ASSIGNMENT: Look through the data for the string "referee". Copy every line where it is found.

═════ THE DATA

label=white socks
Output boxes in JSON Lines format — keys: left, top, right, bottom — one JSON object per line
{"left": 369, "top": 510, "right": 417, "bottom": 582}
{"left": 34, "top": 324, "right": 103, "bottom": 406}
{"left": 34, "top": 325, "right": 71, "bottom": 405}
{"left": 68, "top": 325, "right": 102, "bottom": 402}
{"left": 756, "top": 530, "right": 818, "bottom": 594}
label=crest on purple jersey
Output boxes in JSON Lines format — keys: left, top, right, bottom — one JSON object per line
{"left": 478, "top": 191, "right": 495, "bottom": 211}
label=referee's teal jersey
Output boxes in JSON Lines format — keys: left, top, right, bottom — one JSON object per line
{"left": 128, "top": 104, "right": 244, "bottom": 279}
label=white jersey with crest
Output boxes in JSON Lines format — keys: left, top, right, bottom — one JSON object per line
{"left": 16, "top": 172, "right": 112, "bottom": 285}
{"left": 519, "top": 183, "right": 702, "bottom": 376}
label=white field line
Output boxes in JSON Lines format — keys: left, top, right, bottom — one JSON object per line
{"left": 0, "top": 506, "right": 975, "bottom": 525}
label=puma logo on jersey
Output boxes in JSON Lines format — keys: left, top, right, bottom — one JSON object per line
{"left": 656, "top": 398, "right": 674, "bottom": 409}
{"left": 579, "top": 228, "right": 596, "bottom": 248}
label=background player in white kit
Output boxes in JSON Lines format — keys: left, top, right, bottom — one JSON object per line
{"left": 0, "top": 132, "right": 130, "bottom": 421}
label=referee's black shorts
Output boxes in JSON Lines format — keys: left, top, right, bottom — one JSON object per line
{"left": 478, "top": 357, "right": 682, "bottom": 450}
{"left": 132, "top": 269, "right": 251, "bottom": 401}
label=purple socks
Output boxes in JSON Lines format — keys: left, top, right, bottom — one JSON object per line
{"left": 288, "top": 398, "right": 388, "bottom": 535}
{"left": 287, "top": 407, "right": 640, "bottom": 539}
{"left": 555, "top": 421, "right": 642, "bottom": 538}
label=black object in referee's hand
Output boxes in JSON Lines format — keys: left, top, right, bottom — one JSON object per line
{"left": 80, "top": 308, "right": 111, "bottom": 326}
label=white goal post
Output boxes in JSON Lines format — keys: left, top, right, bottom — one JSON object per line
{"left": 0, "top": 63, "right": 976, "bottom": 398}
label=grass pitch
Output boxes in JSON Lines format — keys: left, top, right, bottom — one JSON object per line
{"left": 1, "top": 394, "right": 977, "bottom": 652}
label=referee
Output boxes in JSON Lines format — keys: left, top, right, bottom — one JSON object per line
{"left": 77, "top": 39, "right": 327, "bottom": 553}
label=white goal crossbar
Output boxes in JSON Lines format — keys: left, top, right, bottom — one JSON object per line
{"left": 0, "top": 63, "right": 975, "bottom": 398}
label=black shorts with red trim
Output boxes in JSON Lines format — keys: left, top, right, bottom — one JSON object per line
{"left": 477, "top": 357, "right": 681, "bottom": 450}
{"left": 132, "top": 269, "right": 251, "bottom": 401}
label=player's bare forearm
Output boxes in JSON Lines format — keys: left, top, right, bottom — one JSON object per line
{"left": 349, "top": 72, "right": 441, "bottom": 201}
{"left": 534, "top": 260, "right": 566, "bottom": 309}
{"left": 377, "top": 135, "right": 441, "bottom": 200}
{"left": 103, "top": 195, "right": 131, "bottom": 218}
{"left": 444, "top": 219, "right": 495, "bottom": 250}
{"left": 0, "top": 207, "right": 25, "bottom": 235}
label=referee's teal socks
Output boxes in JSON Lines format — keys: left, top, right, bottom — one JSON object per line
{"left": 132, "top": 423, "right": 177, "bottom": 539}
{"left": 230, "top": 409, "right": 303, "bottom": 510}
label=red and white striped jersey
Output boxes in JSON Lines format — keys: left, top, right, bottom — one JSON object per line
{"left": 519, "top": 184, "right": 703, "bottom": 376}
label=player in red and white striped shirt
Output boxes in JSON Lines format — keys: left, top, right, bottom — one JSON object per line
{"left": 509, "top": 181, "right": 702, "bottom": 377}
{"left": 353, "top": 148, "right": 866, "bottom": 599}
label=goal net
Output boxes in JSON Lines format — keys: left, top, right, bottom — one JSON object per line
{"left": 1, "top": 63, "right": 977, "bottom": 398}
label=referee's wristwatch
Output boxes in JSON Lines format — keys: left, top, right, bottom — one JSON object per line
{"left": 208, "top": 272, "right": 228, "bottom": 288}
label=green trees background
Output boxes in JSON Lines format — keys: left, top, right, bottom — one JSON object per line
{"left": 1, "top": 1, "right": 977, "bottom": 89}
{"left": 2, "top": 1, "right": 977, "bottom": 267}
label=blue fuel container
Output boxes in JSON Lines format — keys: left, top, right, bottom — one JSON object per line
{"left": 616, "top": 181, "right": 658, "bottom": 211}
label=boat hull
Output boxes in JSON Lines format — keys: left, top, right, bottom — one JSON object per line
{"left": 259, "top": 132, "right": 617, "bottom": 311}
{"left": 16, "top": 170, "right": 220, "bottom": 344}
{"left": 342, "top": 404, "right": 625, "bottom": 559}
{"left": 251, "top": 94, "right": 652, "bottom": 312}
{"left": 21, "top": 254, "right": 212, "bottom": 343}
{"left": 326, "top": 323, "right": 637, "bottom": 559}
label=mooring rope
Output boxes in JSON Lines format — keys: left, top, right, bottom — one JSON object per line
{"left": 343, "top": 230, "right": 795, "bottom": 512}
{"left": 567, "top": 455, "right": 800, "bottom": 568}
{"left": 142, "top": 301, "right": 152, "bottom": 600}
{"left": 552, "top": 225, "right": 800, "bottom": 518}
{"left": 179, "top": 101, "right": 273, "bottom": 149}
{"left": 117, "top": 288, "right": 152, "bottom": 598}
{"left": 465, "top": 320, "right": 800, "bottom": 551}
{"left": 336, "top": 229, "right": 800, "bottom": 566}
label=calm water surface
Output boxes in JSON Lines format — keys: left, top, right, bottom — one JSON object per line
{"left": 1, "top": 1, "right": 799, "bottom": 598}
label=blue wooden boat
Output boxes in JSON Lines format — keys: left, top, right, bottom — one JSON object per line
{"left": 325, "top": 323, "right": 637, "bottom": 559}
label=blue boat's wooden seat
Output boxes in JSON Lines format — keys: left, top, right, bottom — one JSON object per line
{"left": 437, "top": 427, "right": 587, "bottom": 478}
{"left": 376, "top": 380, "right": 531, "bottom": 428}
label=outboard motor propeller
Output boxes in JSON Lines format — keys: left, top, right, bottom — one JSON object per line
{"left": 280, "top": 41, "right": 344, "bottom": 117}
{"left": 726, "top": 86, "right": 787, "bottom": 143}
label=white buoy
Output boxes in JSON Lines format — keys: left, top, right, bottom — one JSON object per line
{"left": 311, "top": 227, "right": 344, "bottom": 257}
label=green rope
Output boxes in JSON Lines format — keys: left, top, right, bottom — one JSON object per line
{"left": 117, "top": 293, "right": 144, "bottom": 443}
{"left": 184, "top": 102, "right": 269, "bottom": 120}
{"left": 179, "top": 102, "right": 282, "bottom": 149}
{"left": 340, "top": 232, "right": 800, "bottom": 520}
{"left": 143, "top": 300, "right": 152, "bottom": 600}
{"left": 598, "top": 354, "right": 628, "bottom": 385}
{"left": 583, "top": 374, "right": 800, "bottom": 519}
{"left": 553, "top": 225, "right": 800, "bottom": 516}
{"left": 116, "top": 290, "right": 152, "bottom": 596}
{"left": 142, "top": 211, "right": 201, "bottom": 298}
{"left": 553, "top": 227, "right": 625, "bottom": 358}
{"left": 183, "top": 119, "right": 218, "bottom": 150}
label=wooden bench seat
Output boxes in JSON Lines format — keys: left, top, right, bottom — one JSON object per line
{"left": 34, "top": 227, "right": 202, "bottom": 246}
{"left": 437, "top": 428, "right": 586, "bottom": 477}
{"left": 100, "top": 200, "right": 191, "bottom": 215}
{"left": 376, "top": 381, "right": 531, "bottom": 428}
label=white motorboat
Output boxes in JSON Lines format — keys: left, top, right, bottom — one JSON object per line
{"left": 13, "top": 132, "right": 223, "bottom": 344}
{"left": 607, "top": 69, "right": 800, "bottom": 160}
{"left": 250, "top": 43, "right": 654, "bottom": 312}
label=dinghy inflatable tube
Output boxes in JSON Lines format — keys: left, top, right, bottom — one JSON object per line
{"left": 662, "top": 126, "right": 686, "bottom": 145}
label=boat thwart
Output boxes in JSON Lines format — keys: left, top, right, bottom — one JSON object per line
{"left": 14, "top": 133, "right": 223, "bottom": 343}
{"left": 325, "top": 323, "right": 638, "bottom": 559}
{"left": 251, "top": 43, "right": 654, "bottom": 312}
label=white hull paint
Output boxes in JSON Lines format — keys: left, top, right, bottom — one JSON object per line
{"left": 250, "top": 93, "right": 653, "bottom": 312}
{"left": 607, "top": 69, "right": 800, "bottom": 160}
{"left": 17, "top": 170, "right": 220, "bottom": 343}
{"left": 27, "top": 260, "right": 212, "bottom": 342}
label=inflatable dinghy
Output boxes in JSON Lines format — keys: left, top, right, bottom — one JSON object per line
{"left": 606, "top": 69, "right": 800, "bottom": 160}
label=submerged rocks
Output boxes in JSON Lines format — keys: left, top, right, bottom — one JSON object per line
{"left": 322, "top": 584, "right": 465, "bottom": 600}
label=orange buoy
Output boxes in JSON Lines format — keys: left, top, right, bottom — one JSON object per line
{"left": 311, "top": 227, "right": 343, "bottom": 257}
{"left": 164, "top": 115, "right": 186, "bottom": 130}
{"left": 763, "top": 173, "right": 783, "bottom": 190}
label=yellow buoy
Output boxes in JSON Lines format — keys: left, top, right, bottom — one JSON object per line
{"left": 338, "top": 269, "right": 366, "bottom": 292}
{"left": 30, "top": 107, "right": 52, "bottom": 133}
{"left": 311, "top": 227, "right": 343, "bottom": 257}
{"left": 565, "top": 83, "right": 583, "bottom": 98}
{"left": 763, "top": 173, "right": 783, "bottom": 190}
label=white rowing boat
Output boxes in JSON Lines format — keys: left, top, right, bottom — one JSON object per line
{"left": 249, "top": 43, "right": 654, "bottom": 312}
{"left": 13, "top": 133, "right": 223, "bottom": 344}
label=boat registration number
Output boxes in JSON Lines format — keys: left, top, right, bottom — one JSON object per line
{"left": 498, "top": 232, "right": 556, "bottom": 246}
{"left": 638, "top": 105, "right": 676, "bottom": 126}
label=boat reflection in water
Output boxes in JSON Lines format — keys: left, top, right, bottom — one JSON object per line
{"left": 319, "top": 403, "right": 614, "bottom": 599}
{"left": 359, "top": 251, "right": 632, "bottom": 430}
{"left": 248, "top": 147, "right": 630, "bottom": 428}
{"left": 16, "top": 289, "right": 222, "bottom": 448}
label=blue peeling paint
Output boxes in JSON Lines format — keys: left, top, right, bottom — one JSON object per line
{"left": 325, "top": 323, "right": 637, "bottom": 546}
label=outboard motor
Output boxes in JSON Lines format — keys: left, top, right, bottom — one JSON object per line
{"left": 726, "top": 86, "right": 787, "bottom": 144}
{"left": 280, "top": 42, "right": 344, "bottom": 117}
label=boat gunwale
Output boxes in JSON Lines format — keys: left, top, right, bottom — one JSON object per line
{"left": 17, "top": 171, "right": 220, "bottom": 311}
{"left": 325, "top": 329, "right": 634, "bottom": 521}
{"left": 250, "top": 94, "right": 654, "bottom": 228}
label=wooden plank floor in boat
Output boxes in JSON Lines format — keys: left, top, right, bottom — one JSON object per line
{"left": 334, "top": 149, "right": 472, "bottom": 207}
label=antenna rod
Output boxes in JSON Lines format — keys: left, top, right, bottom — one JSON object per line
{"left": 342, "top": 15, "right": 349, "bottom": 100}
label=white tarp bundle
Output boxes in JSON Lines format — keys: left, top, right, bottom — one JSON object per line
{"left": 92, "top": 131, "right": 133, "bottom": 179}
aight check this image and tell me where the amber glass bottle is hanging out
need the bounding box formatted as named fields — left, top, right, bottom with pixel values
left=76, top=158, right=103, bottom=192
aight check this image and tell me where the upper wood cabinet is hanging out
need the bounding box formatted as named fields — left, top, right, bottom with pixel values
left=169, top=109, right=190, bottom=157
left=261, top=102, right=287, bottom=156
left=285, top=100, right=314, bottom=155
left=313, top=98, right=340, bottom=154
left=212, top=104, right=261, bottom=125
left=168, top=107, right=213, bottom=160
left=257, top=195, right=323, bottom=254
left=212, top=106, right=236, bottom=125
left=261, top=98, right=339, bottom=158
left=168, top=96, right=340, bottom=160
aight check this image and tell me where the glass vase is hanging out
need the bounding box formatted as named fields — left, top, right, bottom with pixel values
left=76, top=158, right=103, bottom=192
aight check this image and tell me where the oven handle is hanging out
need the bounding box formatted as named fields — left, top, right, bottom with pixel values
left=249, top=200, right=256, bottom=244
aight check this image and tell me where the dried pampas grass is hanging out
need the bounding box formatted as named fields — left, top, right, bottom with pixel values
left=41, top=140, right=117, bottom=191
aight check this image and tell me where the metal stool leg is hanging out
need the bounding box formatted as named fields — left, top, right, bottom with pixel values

══════════

TASK OUTPUT:
label=referee's teal jersey
label=referee's black shorts
label=black object in referee's hand
label=referee
label=referee's teal socks
label=referee's wristwatch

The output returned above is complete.